Image point annotation entries
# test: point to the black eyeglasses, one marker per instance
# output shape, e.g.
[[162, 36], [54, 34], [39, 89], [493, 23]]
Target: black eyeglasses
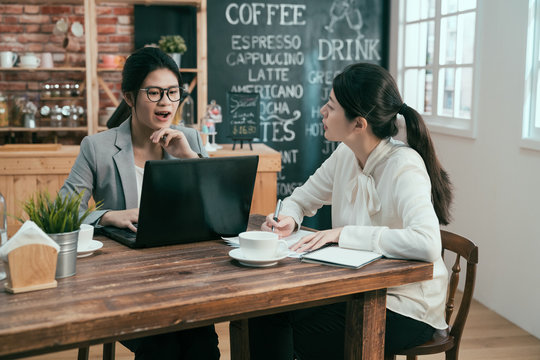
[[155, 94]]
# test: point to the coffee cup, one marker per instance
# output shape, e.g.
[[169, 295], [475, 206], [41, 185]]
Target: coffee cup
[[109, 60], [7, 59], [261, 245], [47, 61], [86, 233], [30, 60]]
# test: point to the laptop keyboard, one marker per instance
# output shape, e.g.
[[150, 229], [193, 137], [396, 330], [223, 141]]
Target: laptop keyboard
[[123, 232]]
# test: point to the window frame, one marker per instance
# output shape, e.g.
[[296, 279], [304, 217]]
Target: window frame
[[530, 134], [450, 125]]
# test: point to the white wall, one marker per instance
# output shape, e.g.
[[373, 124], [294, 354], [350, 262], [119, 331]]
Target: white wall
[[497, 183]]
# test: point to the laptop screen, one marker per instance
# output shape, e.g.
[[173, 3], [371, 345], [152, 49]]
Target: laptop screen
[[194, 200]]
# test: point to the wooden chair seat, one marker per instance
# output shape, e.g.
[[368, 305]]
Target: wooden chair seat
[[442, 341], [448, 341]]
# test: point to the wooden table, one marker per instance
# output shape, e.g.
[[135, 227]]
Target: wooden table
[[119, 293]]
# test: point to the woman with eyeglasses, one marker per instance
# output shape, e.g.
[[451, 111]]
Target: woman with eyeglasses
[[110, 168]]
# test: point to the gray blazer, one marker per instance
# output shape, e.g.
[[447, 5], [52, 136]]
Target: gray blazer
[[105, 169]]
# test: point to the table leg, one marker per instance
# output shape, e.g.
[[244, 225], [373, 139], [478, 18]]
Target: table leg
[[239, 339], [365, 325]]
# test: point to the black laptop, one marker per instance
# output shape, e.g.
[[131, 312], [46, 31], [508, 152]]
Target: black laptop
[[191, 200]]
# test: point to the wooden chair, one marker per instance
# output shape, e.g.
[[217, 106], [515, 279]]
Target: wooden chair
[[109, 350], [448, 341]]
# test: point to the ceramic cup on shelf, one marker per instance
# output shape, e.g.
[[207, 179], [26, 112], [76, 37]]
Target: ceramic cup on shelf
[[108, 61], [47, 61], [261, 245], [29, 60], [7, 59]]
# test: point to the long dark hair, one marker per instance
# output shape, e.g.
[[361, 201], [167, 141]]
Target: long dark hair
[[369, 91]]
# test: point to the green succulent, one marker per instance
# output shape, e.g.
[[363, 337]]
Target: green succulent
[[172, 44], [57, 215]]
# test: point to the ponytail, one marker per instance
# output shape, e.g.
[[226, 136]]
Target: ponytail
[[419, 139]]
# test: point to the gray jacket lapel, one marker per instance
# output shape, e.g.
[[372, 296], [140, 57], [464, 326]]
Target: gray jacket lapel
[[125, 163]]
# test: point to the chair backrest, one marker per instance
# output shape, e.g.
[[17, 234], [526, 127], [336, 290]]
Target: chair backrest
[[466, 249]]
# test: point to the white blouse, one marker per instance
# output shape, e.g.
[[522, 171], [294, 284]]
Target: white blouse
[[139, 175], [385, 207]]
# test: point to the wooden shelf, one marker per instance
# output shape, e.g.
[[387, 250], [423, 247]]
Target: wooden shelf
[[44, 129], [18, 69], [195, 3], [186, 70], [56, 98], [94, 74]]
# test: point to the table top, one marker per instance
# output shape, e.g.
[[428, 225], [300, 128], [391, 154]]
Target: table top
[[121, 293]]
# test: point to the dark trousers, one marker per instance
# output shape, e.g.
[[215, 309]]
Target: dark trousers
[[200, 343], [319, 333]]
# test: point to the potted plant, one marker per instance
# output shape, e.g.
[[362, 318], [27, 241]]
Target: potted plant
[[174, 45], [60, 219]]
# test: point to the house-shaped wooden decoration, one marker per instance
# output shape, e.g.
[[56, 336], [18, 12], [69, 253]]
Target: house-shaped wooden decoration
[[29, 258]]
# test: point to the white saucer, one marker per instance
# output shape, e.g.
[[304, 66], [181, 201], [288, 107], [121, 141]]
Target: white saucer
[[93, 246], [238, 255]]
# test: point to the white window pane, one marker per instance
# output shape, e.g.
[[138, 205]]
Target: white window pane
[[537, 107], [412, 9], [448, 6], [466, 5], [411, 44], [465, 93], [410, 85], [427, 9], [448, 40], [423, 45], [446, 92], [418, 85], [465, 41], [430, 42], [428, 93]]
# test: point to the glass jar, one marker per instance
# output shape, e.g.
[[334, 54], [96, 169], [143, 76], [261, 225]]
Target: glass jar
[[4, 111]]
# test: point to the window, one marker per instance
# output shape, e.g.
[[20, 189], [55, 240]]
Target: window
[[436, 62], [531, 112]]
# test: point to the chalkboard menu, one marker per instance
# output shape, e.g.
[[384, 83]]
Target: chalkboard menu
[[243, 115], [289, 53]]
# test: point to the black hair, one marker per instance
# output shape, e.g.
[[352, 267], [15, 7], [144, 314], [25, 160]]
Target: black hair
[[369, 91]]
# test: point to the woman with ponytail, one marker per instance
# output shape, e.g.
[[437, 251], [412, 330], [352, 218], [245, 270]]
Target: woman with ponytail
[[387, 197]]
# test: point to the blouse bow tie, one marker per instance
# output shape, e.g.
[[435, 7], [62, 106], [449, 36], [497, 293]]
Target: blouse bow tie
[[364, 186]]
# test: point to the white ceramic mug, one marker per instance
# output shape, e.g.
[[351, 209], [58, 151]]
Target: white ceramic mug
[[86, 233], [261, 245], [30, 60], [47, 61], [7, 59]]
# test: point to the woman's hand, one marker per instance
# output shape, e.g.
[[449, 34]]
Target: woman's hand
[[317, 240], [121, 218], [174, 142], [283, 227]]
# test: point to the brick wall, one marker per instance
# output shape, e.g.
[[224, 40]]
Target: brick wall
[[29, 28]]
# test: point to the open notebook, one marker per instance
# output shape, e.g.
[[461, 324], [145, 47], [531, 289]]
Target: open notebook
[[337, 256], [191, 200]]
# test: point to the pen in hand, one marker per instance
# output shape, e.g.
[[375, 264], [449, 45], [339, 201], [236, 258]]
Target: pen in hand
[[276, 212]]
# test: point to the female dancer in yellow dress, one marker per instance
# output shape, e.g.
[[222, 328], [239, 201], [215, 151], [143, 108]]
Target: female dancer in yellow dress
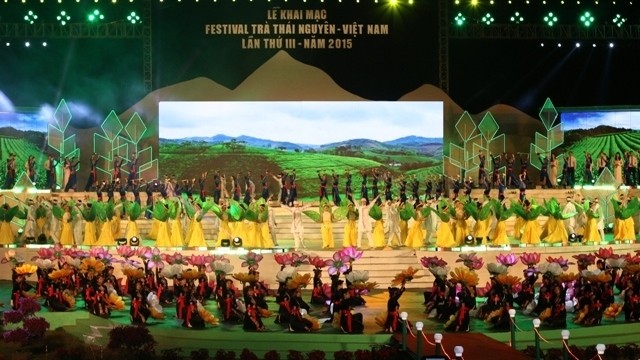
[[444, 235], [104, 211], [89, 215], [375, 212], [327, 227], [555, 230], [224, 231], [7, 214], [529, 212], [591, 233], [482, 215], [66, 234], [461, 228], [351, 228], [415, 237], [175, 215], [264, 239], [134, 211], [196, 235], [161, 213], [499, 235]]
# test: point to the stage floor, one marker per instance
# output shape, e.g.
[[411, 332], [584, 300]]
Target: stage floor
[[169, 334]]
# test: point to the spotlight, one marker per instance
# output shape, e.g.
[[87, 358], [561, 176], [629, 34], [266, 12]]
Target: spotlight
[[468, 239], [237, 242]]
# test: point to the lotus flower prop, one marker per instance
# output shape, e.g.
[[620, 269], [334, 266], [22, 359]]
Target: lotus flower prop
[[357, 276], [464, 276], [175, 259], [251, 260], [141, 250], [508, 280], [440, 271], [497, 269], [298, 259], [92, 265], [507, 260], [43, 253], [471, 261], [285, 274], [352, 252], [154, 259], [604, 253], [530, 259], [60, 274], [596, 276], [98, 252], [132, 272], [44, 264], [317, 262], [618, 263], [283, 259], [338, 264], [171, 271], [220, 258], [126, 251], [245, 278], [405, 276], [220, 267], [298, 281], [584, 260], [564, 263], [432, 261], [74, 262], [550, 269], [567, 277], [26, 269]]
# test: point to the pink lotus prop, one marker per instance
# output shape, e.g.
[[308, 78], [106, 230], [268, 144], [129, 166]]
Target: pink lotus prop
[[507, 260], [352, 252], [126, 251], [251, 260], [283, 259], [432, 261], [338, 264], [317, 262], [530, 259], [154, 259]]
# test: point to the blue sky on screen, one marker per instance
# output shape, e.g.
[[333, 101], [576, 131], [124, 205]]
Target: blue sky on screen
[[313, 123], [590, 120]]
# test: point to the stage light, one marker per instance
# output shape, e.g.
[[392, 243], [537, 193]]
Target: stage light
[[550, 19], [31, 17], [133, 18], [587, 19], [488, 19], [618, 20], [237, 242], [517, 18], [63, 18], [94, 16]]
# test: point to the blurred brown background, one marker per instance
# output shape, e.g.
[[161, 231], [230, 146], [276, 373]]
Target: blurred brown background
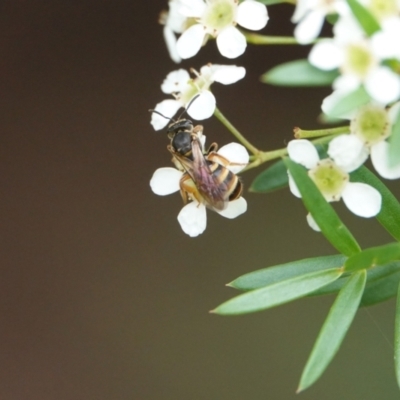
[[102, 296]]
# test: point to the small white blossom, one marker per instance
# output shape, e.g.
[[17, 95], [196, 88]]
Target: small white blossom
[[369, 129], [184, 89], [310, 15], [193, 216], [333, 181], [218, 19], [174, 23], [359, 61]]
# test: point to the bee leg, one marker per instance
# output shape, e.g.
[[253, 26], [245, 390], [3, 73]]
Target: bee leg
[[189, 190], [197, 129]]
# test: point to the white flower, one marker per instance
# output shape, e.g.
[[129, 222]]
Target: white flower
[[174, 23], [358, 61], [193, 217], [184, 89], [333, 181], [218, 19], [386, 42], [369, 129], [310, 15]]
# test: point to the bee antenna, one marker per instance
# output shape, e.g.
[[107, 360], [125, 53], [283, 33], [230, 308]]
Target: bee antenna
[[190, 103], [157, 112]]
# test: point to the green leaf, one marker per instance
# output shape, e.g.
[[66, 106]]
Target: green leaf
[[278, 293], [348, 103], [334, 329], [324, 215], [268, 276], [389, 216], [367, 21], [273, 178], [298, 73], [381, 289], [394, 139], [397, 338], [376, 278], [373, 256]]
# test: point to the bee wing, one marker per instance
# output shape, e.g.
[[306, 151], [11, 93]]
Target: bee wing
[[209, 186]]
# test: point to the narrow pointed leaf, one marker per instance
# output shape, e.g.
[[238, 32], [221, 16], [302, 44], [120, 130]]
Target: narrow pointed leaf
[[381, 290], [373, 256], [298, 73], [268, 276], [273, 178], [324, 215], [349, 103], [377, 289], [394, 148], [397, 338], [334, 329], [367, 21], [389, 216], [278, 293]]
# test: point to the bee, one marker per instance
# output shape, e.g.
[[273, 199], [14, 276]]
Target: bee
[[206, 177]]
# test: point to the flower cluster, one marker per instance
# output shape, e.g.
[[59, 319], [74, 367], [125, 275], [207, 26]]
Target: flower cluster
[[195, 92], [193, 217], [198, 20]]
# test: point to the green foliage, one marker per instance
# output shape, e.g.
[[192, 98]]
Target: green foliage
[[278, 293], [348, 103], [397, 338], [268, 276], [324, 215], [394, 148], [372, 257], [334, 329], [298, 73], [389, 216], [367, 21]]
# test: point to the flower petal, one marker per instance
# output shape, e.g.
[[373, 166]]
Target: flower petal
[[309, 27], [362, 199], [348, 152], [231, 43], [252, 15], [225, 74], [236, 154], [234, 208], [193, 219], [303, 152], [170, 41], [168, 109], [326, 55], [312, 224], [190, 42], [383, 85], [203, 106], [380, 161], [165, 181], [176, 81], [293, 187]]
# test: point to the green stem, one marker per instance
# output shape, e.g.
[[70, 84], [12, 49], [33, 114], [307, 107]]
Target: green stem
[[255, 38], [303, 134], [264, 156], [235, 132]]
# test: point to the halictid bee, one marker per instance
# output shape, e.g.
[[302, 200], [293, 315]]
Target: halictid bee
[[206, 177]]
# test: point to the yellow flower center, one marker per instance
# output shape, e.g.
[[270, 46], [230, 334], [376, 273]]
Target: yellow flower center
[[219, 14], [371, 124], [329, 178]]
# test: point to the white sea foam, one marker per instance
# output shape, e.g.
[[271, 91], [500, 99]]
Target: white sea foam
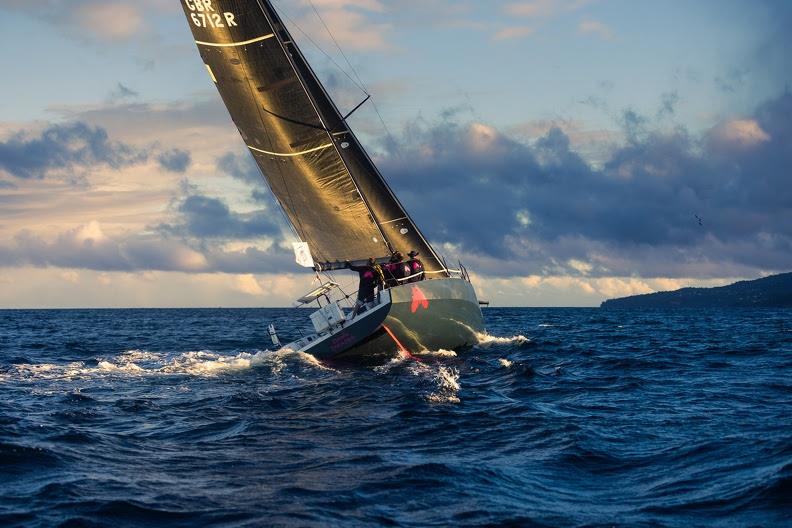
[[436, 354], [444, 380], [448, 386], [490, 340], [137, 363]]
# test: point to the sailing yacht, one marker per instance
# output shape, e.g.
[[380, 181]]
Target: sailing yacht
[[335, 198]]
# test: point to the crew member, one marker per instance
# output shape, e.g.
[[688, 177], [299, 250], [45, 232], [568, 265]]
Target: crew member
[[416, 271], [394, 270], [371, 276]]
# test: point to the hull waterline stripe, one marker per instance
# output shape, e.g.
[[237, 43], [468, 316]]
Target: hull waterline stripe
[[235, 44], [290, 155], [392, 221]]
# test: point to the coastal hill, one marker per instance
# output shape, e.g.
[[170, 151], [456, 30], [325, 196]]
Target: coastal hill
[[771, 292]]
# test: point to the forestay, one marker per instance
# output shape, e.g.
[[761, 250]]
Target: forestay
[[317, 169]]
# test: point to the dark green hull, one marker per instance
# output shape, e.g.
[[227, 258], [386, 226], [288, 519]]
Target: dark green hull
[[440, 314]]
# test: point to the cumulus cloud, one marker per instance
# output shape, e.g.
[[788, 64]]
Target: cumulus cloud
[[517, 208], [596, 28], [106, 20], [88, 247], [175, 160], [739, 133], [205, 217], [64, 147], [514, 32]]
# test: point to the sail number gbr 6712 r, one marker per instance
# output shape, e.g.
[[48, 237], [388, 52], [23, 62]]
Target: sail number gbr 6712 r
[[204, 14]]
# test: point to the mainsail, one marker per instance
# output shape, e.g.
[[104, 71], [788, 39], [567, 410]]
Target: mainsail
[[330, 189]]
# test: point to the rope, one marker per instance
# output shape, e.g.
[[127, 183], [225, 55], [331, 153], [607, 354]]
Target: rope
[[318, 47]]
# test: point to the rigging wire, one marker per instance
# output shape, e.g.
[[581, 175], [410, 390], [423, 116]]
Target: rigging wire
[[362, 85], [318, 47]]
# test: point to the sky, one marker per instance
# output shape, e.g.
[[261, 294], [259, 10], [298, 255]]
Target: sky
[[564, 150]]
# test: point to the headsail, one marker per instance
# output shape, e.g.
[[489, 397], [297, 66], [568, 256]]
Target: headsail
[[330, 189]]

* [Exercise brief]
Turn the lines starting with the one containing "# test: point to the sailing" and going on through the one containing "[[204, 14]]" into a numbered list, leaving out any blank lines.

* [Final result]
1. # test: point to the sailing yacht, one marker per instance
2. # output shape, e.g.
3. [[380, 181]]
4. Target: sailing yacht
5. [[335, 198]]
6. # test: point to the crew member, one marker per instance
7. # output shape, e.g.
8. [[688, 177], [299, 250], [45, 232], [568, 265]]
9. Target: crew member
10. [[416, 271], [394, 270], [371, 276]]
11. # test: point to the hull waterline stripe, one marker per instance
12. # output shape, e.g.
13. [[237, 43], [468, 316]]
14. Target: hull waterline stripe
15. [[235, 44], [290, 155], [392, 221]]
16. # test: point to the coastal hill, one marker per instance
17. # output shape, e.g.
18. [[170, 151], [456, 30], [325, 196]]
19. Target: coastal hill
20. [[771, 292]]
21. # test: point to the forestay, one marker per instance
22. # output shape, e.g.
23. [[761, 250]]
24. Target: forestay
25. [[317, 169]]
26. # test: point to the dark green hull, one marker per instance
27. # output shape, e.g.
28. [[227, 258], [386, 226], [288, 519]]
29. Target: dark green hull
30. [[440, 314]]
31. # test: point to the cumulus cloud, one marker per instance
32. # output shape, e.g.
33. [[788, 64]]
34. Target: cumulus cloud
35. [[517, 208], [596, 28], [106, 20], [88, 247], [175, 160], [739, 133], [205, 217], [64, 147], [514, 32]]
36. # test: point to the sail number gbr 6712 r, one marker per instance
37. # output shape, e.g.
38. [[48, 237], [388, 52], [23, 62]]
39. Target: sail number gbr 6712 r
40. [[204, 14]]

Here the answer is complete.